● ENTRIES SHOWN:

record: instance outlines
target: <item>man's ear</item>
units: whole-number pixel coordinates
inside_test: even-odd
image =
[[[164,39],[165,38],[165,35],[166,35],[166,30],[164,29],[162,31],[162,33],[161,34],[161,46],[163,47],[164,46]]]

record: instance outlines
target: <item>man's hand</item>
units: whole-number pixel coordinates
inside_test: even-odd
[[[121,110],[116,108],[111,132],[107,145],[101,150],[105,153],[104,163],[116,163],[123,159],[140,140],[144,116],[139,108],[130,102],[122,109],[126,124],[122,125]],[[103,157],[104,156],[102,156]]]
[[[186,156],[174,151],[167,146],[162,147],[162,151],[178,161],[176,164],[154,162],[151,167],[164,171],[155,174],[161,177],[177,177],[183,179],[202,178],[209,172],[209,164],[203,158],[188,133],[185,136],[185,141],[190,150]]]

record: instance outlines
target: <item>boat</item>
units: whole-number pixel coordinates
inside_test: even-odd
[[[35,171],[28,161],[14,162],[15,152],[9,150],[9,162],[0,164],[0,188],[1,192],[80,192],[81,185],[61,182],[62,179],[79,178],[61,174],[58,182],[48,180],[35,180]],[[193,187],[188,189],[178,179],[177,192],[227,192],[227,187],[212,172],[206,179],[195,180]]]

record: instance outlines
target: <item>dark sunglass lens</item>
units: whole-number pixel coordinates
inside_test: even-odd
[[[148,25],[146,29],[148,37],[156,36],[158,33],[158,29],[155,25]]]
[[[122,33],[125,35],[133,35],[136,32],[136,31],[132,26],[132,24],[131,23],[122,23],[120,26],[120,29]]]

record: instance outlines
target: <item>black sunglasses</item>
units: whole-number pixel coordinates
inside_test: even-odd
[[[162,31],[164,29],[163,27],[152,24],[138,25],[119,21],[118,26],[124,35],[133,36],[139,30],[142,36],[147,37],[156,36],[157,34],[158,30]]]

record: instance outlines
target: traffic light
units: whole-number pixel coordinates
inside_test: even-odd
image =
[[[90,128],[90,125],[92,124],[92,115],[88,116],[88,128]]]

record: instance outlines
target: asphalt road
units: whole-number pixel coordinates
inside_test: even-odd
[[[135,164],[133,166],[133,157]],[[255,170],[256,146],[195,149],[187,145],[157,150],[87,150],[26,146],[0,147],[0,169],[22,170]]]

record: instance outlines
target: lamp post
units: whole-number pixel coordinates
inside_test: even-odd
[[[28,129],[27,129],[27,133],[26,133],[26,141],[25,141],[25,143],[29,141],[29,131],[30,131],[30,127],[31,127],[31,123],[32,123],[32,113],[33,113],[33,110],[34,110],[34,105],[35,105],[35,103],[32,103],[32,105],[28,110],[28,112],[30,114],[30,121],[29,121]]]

● WRITTEN TASK:
Send back all of the entries exactly, with nothing missing.

● OUTPUT:
record: instance outlines
target: <item>man's ear</item>
units: whole-number pixel coordinates
inside_test: even-odd
image =
[[[164,39],[165,38],[165,35],[166,35],[166,30],[164,29],[162,31],[162,33],[161,34],[161,46],[163,47],[164,46]]]

record: instance outlines
target: <item>man's hand</item>
units: whole-number pixel coordinates
inside_test: even-odd
[[[121,110],[116,108],[111,132],[107,145],[101,150],[105,153],[104,163],[116,163],[123,159],[140,140],[144,116],[139,108],[130,102],[122,109],[126,124],[122,125]],[[103,157],[104,156],[102,156]]]
[[[186,156],[174,151],[167,146],[162,147],[162,151],[178,161],[176,164],[154,162],[151,167],[164,171],[155,174],[161,177],[177,177],[183,179],[202,178],[209,172],[209,164],[203,158],[188,133],[185,136],[185,141],[190,150]]]

record: instance outlines
target: <item>boat</item>
units: whole-number pixel coordinates
inside_test: even-odd
[[[35,171],[28,161],[14,162],[15,152],[9,150],[9,162],[0,164],[0,188],[1,192],[80,192],[81,185],[61,182],[62,179],[79,178],[61,174],[58,182],[48,180],[35,180]],[[193,187],[188,189],[178,179],[177,192],[227,192],[227,187],[212,172],[206,179],[195,180]]]

record: instance outlines
target: <item>dark sunglass lens</item>
units: whole-number pixel coordinates
inside_test: even-odd
[[[148,25],[146,29],[148,37],[156,36],[158,33],[158,29],[155,25]]]
[[[122,33],[125,35],[133,35],[136,32],[136,31],[132,26],[132,24],[131,23],[122,23],[120,26],[120,29]]]

record: instance outlines
target: <item>black sunglasses</item>
units: whole-number pixel coordinates
inside_test: even-odd
[[[162,31],[164,29],[163,27],[152,24],[138,25],[119,21],[118,26],[124,35],[133,36],[139,30],[142,36],[147,37],[156,36],[157,34],[158,30]]]

record: instance outlines
target: traffic light
units: whole-number pixel coordinates
inside_test: even-odd
image =
[[[90,128],[90,125],[92,124],[92,115],[88,116],[88,128]]]

record: instance outlines
target: asphalt road
units: whole-number pixel coordinates
inside_test: even-odd
[[[135,164],[133,166],[133,157]],[[255,170],[256,146],[195,149],[187,145],[157,150],[87,150],[26,146],[0,147],[0,169],[22,170]]]

record: instance outlines
target: lamp post
units: whole-number pixel coordinates
inside_test: even-odd
[[[28,129],[27,129],[27,133],[26,133],[26,141],[25,141],[25,143],[29,141],[29,131],[30,131],[30,127],[31,127],[31,123],[32,123],[32,113],[33,113],[33,110],[34,110],[34,105],[35,105],[35,103],[32,103],[32,105],[28,110],[28,112],[30,114],[30,121],[29,121]]]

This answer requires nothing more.